— Start of Text extract —

George Mason University School of Law

? Copyright 1999 Michael I. Krauss

 

Abstract

All of private law can be seen as rules for the ownership and exchange (forcible

or voluntary) of entitlements. Property Rules and Liability Rules can be seen as

shorthand terms describing two different means of protecting entitlements.

Analysis of the choice between these types of rules provides a useful purchase

on the jurisprudential foundations of a legal system.

JEL categories: K11

Keywords: Property Rule, Liability Rule, Inalienability, Rights, Coase Theorem,

Calabresi

 

1. Introduction

 

To enjoy a legal right means, inter alia, that one will be able to rely on the

protection of governmental agencies in case these rights are encroached upon.

But different types of rights enjoy different degrees of legal protection. The

systematic analysis and resultant taxonomy of protection of rights has been one

of the most important contributions of the law and economics movement to the

understanding of tort and contract law. The elaboration of property rules and

liability rules has been especially useful in enhancing our awareness of what it

means to have a right. In this survey, both the original contribution to this field

and more recent treatments will be discussed, and their jurisprudential

implications occasionally examined.

 

2. The Basic Taxonomy

 

Property Rules

The civilian concept of patrimony is a useful way to approach this subject. A

person’s patrimony is essentially composed of his rights and obligations. If we

focus on the rights side of the equation, we notice that these rights receive

differential degrees of protection.

 

Some rights are fully protected against unwanted takings. Thus, if Jill hears

that Jack plans to take her car, he can typically obtain a court order forbidding

this taking. If Jill has not obtained such an order or if, in violation of the order,

Jack takes her car, Jill can obtain (in addition to appropriate criminal law

punishment of Jack) an order for its restitution. Only if the restitution is

impossible (because, say, Jack has intentionally destroyed the car) will Jill have

to be content with its replacement by money damages. The amount of these

damages will of course be determined by the court: typically, though, damages

will include a punitive element reflecting societal condemnation of Jack’s

action.

 

In an article critical to the evolution of law and economics (Calabresi and

Melamed, 1972), this type of protection of an entitlement was termed a property

rule. The name is intuitively attractive, because property rule protection is

what the man on the street thinks he deserves if he has a property right. Thus,

Jill believes she is immune to claims that Jack may take her car because he

values it more than she does. Presumably Jack can demonstrate the higher

value he attaches to the car by acquiring rights to it from Jill in a

Pareto-superior transaction (that is, a contract). This contract will, by

definition, compensate Jill for any subjective value (over and above the market

price of the vehicle) which she attaches to her car, for the simple reason that

any offer inferior to this value will be declined by Jill.

— End of Text extract —
— Start of Material —

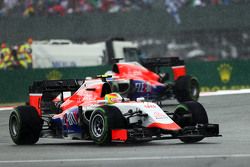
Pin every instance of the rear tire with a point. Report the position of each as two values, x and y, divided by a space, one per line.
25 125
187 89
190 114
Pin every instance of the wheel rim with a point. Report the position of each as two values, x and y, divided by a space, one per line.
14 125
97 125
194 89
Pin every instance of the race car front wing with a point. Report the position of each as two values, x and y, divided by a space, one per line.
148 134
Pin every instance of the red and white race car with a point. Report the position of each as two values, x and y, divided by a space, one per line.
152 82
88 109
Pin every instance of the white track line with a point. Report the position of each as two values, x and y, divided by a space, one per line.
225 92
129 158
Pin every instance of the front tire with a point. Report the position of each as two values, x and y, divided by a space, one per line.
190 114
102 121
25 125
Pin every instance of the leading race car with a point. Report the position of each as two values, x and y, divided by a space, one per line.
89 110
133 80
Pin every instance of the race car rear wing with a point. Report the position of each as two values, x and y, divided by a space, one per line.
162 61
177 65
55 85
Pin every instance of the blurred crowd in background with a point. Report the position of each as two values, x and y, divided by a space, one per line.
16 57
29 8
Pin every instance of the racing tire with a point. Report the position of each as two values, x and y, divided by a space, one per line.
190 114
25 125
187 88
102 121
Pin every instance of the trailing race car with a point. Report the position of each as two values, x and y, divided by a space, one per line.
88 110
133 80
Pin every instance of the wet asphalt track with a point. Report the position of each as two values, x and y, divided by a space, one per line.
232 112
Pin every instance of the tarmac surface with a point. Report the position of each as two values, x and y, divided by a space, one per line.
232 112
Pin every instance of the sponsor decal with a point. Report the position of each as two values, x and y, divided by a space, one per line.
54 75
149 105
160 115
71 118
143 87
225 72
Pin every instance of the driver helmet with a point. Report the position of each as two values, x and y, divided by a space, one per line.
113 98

— End of Material —
— Start of Material —

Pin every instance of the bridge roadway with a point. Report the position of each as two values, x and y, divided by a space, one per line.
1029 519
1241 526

— End of Material —
— Start of Material —

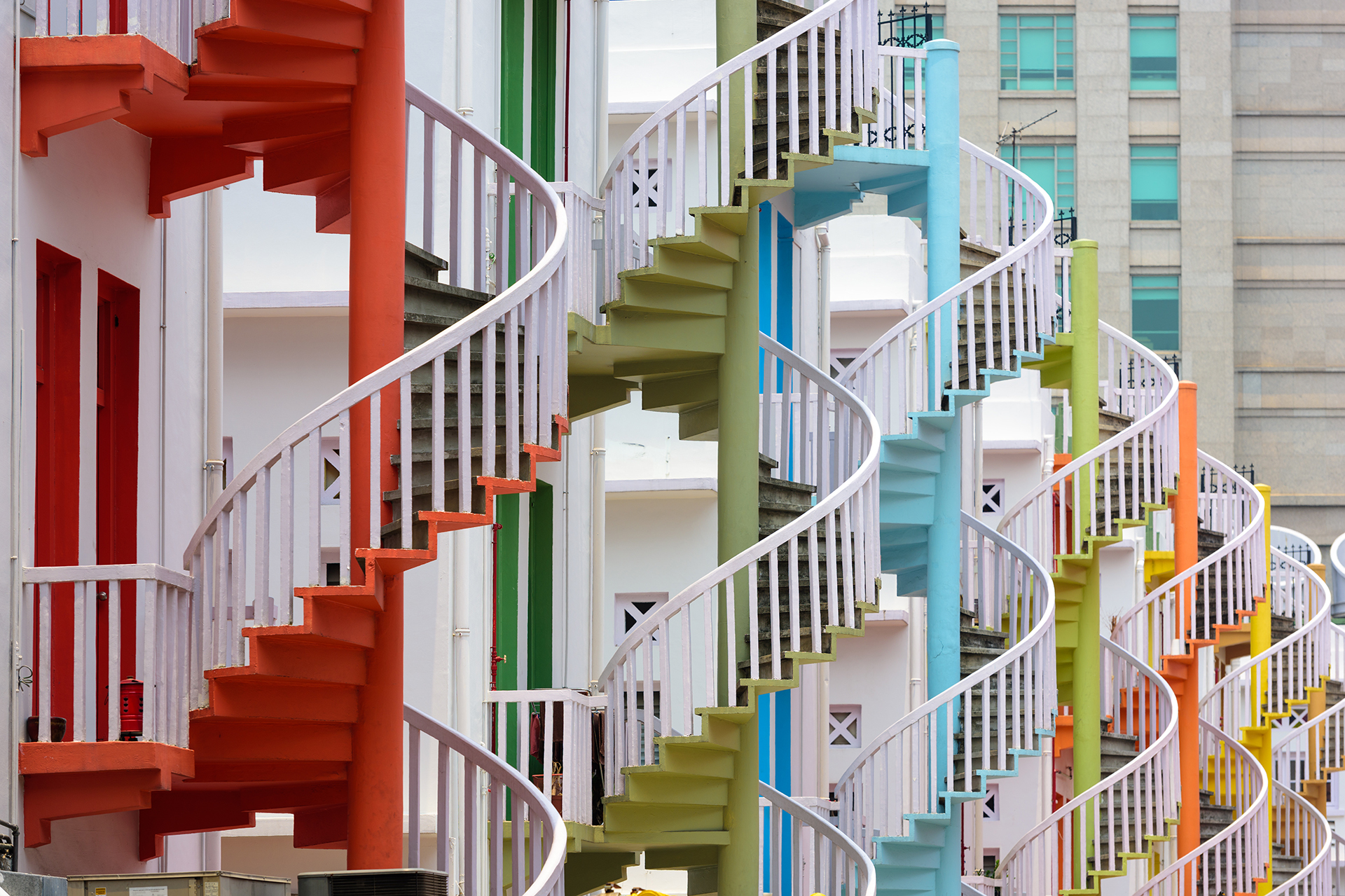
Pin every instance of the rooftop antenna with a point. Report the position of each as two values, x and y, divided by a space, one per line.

— End of Material —

What to work on:
• A. In the excerpt on property rules and liability rules, which article termed this type of protection of an entitlement a property rule?
• B. Do these statements agree with the excerpt on property rules and liability rules? Answer yes or no for each, and quote the deciding words.
(i) A person's patrimony is essentially composed of his rights and obligations.
(ii) Jill must accept money damages even when restitution of her car is possible.
(iii) The JEL category listed is K11.
The rows come from a separate source.

The replies:
• A. Calabresi and Melamed, 1972.

• B.
(i) Yes: "A person’s patrimony is essentially composed of his rights and obligations."
(ii) No: "Only if the restitution is impossible (because, say, Jack has intentionally destroyed the car) will Jill have to be content with its replacement by money damages."
(iii) Yes: "JEL categories: K11"